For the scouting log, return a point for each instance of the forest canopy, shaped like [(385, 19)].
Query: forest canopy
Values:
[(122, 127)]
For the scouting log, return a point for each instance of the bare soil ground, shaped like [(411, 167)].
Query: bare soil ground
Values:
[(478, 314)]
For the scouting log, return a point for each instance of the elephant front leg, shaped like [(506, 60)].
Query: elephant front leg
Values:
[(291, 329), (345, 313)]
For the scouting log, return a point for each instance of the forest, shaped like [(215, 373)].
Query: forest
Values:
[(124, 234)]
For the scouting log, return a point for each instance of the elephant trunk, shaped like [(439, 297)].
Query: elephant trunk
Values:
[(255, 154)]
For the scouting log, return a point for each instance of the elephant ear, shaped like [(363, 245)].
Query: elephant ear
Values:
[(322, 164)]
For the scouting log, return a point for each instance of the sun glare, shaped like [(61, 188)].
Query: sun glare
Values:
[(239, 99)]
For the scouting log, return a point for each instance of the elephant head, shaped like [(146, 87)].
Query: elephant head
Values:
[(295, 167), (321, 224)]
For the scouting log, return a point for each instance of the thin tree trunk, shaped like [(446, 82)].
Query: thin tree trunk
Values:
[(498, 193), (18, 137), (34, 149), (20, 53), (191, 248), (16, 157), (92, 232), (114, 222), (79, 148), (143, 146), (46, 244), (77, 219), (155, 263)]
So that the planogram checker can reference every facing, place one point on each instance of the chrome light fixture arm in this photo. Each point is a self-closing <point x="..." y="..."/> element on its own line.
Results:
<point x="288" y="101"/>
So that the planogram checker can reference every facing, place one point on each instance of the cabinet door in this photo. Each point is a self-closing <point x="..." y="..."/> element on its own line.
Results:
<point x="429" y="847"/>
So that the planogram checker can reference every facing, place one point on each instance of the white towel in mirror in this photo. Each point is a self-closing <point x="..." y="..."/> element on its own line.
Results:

--*--

_Exercise description:_
Copy each line above where "canopy" appears.

_Exercise solution:_
For the scouting log, return a point for each instance of the forest canopy, shaped like [(385, 19)].
Query: forest canopy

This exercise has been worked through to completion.